* **Data extracted from a collection**
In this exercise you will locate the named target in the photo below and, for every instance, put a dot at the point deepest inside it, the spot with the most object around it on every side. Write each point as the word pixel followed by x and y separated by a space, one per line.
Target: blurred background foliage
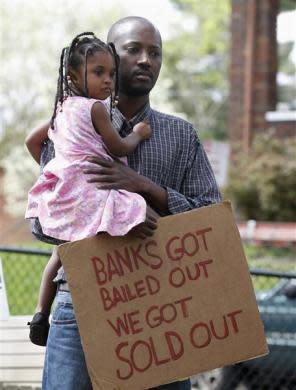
pixel 262 183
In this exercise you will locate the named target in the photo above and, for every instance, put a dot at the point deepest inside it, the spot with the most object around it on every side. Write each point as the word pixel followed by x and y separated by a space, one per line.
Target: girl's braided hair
pixel 75 55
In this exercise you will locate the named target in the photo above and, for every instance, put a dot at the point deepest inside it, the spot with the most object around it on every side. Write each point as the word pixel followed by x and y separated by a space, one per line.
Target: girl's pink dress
pixel 68 207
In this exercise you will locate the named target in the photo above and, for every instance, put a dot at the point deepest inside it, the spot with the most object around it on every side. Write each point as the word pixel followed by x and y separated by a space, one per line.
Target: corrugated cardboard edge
pixel 104 384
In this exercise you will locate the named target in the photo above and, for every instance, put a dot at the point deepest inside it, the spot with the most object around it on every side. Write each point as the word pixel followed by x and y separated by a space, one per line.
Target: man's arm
pixel 35 140
pixel 114 175
pixel 199 187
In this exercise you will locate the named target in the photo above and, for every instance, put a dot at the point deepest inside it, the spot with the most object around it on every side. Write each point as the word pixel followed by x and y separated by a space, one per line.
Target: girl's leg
pixel 39 326
pixel 47 290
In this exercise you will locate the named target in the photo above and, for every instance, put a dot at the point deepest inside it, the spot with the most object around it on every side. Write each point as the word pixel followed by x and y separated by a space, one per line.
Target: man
pixel 170 170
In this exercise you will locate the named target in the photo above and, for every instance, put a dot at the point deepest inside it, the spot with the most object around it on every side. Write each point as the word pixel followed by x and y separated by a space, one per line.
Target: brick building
pixel 253 70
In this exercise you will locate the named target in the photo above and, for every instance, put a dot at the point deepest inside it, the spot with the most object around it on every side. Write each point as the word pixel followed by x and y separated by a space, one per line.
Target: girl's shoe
pixel 39 327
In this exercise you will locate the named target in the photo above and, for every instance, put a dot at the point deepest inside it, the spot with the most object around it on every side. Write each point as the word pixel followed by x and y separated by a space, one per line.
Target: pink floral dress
pixel 68 207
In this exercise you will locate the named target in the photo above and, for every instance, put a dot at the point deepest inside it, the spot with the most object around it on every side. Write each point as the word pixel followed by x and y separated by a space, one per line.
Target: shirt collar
pixel 119 120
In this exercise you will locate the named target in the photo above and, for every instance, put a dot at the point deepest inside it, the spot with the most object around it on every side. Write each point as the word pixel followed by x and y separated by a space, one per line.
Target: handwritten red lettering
pixel 202 334
pixel 179 275
pixel 142 354
pixel 167 313
pixel 111 297
pixel 187 245
pixel 126 324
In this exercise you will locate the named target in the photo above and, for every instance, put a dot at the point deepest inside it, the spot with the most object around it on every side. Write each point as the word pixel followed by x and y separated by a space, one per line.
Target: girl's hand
pixel 143 129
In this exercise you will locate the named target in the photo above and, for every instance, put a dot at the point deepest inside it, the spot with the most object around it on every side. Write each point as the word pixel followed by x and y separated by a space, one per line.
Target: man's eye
pixel 155 54
pixel 132 50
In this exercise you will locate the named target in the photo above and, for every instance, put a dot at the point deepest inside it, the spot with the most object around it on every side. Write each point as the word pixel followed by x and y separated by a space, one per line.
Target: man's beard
pixel 128 89
pixel 135 91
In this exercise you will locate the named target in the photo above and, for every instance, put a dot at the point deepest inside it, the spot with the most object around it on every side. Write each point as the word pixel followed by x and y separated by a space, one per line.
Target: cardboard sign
pixel 156 310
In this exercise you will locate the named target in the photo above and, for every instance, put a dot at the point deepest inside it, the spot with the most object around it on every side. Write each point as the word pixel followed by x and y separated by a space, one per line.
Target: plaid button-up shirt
pixel 172 158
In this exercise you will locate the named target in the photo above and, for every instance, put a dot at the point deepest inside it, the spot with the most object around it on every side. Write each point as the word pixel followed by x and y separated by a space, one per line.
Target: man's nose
pixel 144 58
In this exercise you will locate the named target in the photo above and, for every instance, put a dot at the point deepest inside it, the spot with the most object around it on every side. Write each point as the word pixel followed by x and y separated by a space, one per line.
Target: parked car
pixel 277 370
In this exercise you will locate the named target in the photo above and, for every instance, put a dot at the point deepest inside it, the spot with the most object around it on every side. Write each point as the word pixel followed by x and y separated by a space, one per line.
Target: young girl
pixel 68 207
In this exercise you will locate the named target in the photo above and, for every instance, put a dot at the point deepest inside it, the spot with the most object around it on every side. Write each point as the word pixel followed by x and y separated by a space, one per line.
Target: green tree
pixel 197 62
pixel 262 184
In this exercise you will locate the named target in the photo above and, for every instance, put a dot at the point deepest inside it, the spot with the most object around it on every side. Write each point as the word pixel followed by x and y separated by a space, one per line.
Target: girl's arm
pixel 35 140
pixel 116 145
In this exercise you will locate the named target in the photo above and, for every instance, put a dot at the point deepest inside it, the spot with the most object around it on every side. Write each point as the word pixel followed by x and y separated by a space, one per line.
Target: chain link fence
pixel 276 297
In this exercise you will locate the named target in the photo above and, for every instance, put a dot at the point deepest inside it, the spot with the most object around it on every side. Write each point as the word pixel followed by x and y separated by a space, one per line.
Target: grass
pixel 23 273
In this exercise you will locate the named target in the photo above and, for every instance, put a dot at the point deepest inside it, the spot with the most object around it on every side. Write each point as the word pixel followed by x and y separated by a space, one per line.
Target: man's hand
pixel 113 175
pixel 146 229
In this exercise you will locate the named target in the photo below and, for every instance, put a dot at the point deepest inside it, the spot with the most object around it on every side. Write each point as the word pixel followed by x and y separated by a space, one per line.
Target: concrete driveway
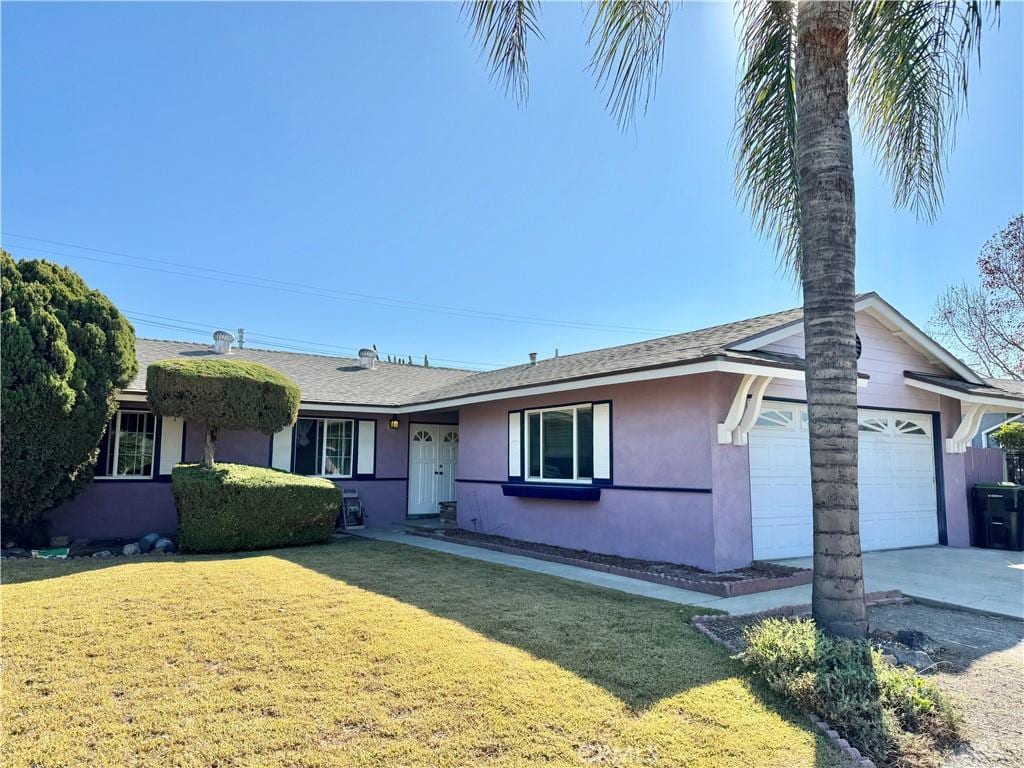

* **INSTRUCTIONS FOR THE TASK**
The copy you output must match the entries above exactly, except that it has no pictures.

* **SOLUTION TO THIS EXERCISE**
In this exercise you will locate the named target in the photo below and, for every instance, put a dot at the point deepest inside it, the spot with the most object around it on every side. Write each point as the word pixel followed by x and y separated by a space, one per line.
Target: blurred background foliage
pixel 262 183
In this exercise you will locate the named target in the photo above and, for every instance, put a dot at the point deepest inside it, the spot with the most object around it on every side. Write each point as the word pixel followed by x and y separated by a space, one per line.
Target: girl's braided hair
pixel 75 55
In this exercise you will locate the named target in the photo above and, for every instance, put a dot at the point deepest inside it, the spot with the most object around it on every side. Write each point as the word pixel followed by x and y separated by a space, one per line.
Target: girl's pink dress
pixel 68 207
In this exercise you will locate the named target in the photo above and, for every instance, put a dot at the point deepest inside it, the spot with the most object around it on every side. Write each point as the word pixel followed by x and y separated by a space, one per line.
Target: corrugated cardboard edge
pixel 104 384
In this exercise you will locate the named target in the photo above and, for every instance, put a dot at the point deepest inside it, the spot with the most object around it on every side. Write each point as the word pixel followed by x and y separated by a space, one per line.
Target: man's arm
pixel 35 140
pixel 114 175
pixel 199 187
In this exercise you will locate the named target in the photo above and, for every instance, put a dot at the point deepest inside it, the spot with the most object around it on every side. Write each point as the word pixel followed by x and y separated by a space, one per line.
Target: girl's leg
pixel 39 326
pixel 47 290
In this exercise you will locate the named target in the photo above and, for every instance, put a dot at the point deepest inside it, the spot with the most object around it on every side. Write each point as the word pixel followed by x and y separated by a space, one per line.
Target: man
pixel 170 170
In this exercise you will locate the named target in the photo above and, for every instance, put a dot at the point deepest inside it, the spot with the most object around it on every side. Write each point as the word pixel followed by x and y separated by a space, one per line.
Target: brick building
pixel 253 70
In this exercise you will locate the named target in the photo above and, for every instance, put a dot at the point deepest inside it, the spot with the most object around it on every side. Write each point as the word pixel followed by x and y separated by a space, one per line.
Target: girl's shoe
pixel 39 327
In this exercise you will locate the named target in the photo above and, for every instance, put a dot at the point deepest inside it, the spot with the most object around it on every side. Write each point as the word pixel followed by x and y separated by a space, one per line.
Target: pink floral dress
pixel 68 207
In this exercise you will locate the named target in the photo above and, for every instance, put a dot at the point deepest inside it, the spot with the most object around it on every side. Write each point as the word pixel followed by x and y separated by a space, one per line.
Target: shirt collar
pixel 119 120
In this exercise you will locate the named target in the photo above and, for every instance, put a dot at the point deepest inside it, the spot with the most object around it on every side. Write each point as the word pixel followed by x and y separated by a space, one per line.
Target: handwritten red lettering
pixel 202 334
pixel 179 275
pixel 142 354
pixel 167 313
pixel 111 297
pixel 187 245
pixel 126 324
In this exercise you will locate the named target in the photo above and, for every instance, put a dot at the point deepest inside it, the spot with the most object around it on every side. Write each point as the word pixel followed by x and y separated by a space, one per line.
Target: girl's hand
pixel 143 129
In this exercise you will locate the named target in the photo above and, for every instance, put a dot at the point deepest inside it, the spot with the most object around it on every side. Write each point as the word pixel followed by x and y separated by a space, one per line.
Target: man's eye
pixel 155 54
pixel 132 50
In this exercise you will locate the named target in the photo above and, for every instance, put a dot at the point deepest inside it, the spot with the most object around it on every side. Write each point as the word pixel followed by x and y separated by a space, one per line.
Target: man's beard
pixel 128 89
pixel 135 91
In this exercise you will locate the named target in the photo above and, for every instance, put a dot at the point deepest inside it, the spot with the most object around it on every side. Write each point as the word pixel followed by x and y separated by a space, one per line.
Target: cardboard sign
pixel 156 310
In this exercise you will locate the named target in the photo above and, for every instance, put a dot at the point deepest inside it, the spot with the most object around it on every side. Write each point as the word pixel followed by x and y separated by a space, one per line.
Target: plaid button-up shirt
pixel 172 158
In this exercise you will locate the named target in the photo above and, for every instance, put a dot at the point deepest inside it, the spot with the most object around it on every side. Write each point as the word pixel followed by x and y separated by a space, one per line.
Target: man's nose
pixel 144 58
In this exercise you will locate the named target in the photo above and, for every instance, put a dot at the point deepest inside it, the spot with the most object around it on every side. Write each point as the word pixel followed by x and y separated by a space, one per line.
Target: parked car
pixel 277 370
In this exercise you will locate the named target in the photo above and, for every instance, put a dot at the point deepest inside it, the spot with the most object around it on every side. Write each point as the word pixel followed by x and y separated by a space, one per line.
Target: young girl
pixel 68 207
In this exercise you will locate the named target in the photo above and, for every instance, put a dot at the point deepest inside it, the spot with the most object around it on every side. Write each point as the word pixel followed by x and y separated by a space, one per line.
Target: green tree
pixel 197 62
pixel 262 184
In this exercise you will locate the named target in the photo above and, for every instance, put a dot at the point deepest inside it, the spot with the most object around it on every side. Write each point as the word pixel followed by x and y separated by a space, one per line.
Target: girl's arm
pixel 35 140
pixel 116 145
In this exercise you will locate the named target in the photo above and, for every instance, put a dot at the point deepest inside it, the spot with the most object around it on every side. Write each point as the word pixel followed by x and y separated by a space, one per line.
Target: chain link fence
pixel 276 297
In this exercise you will locate the named target in the photo above and, for every instance, put a dot at the point deepest inside it, the spot with the most object around it on every side. Write each point as the word pixel followed by x and y separated by a space, one per line.
Target: grass
pixel 23 273
In this exercise you will locate the named target in the photo above and, for every instance, put a dot at the point deepest inside it, the spot with the most object around it on every side. Write each point as the word pixel followed by x and y separated by a space, one per line.
Target: man's hand
pixel 113 175
pixel 146 229
In this exercise you will locate the named target in the photo below and, for every instance, put a dot at the point deepest inside it, the spot with the most object around it on every side. Write each point as the word pixel followed by x and y separated by a space, one per line.
Target: concrete driveway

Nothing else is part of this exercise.